• Problem requirements: Lay out the entries from the line containing "tag --vertices whole-pixels" through the end of the entries as a two-column CSV with the columns command and polygons. Give one row per request, with its text and its answer each in a single quoted field and line breaks replaced by spaces.

(Collection entries)
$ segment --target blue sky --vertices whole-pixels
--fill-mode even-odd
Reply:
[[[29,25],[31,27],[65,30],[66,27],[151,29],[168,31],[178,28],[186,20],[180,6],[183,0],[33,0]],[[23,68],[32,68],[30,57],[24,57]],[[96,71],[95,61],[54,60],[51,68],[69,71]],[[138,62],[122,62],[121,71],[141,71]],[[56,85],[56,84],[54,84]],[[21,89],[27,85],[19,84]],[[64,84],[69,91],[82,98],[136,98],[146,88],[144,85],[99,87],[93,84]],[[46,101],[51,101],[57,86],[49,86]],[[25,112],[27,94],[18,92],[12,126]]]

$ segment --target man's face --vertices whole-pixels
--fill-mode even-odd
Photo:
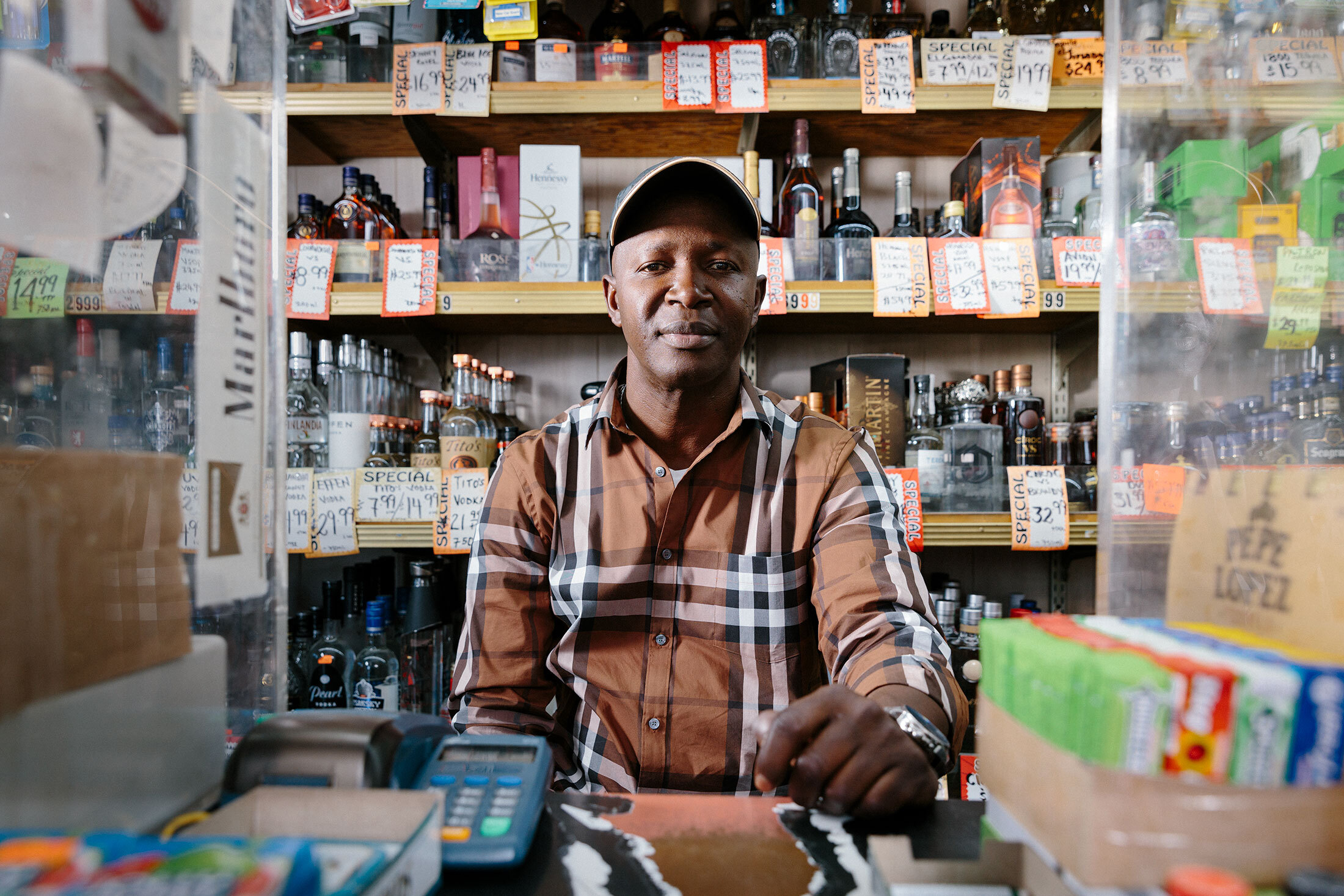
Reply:
[[[653,383],[711,383],[738,368],[755,324],[765,297],[759,246],[704,199],[673,199],[645,215],[646,226],[612,255],[607,314]]]

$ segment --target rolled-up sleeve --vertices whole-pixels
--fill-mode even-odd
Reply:
[[[948,713],[960,744],[966,697],[867,434],[843,443],[832,469],[812,555],[812,603],[831,681],[862,696],[886,685],[921,690]]]

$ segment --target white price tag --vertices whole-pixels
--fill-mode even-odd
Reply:
[[[1184,40],[1121,40],[1122,87],[1175,87],[1189,83]]]
[[[1062,466],[1009,466],[1008,506],[1013,551],[1068,547],[1068,493]]]
[[[359,523],[433,523],[438,516],[439,473],[437,466],[362,469],[359,473]]]
[[[441,116],[491,114],[491,63],[495,44],[445,44],[444,111]]]
[[[355,543],[355,470],[313,474],[312,556],[358,553]]]
[[[290,553],[308,553],[312,510],[313,472],[285,470],[285,549]]]
[[[995,109],[1050,110],[1055,44],[1036,38],[1005,38],[999,46]]]
[[[442,470],[434,553],[466,553],[476,540],[476,524],[485,509],[487,472]]]
[[[155,263],[161,239],[117,239],[102,274],[102,306],[109,312],[155,310]]]
[[[1253,38],[1251,79],[1258,85],[1337,83],[1332,38]]]
[[[168,313],[195,314],[198,308],[200,308],[200,243],[195,239],[181,239],[177,242],[177,258],[172,266]]]
[[[999,81],[999,40],[919,42],[926,86],[992,85]]]
[[[177,502],[181,505],[181,537],[177,539],[177,547],[183,553],[195,553],[200,547],[200,477],[196,470],[181,472]]]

• Solved problem:
command,polygons
"$ segment --target white price tag --vertices whole-pixels --fill-mode even-odd Reply:","[[[1184,40],[1121,40],[1122,87],[1175,87],[1189,83]]] [[[1062,466],[1009,466],[1008,506],[1013,551],[1068,547],[1068,493]]] [[[359,523],[433,523],[438,516],[439,473],[437,466],[362,469],[359,473]]] [[[441,116],[491,114],[491,63],[495,44],[445,44],[444,111]]] [[[355,543],[355,470],[313,474],[312,556],[358,553]]] [[[290,553],[308,553],[312,510],[313,472],[285,470],[285,549]]] [[[995,109],[1050,110],[1055,44],[1036,38],[1005,38],[999,46]]] [[[442,470],[434,553],[466,553],[476,540],[476,524],[485,509],[487,472]]] [[[155,263],[161,239],[117,239],[102,274],[102,306],[109,312],[155,310]]] [[[1253,38],[1251,79],[1258,85],[1337,83],[1332,38]]] [[[168,313],[195,314],[198,308],[200,308],[200,243],[195,239],[181,239],[177,242],[177,258],[172,266]]] [[[999,81],[999,40],[919,42],[926,86],[992,85]]] [[[177,502],[181,505],[181,537],[177,539],[177,547],[183,553],[195,553],[200,547],[200,477],[196,470],[181,472]]]"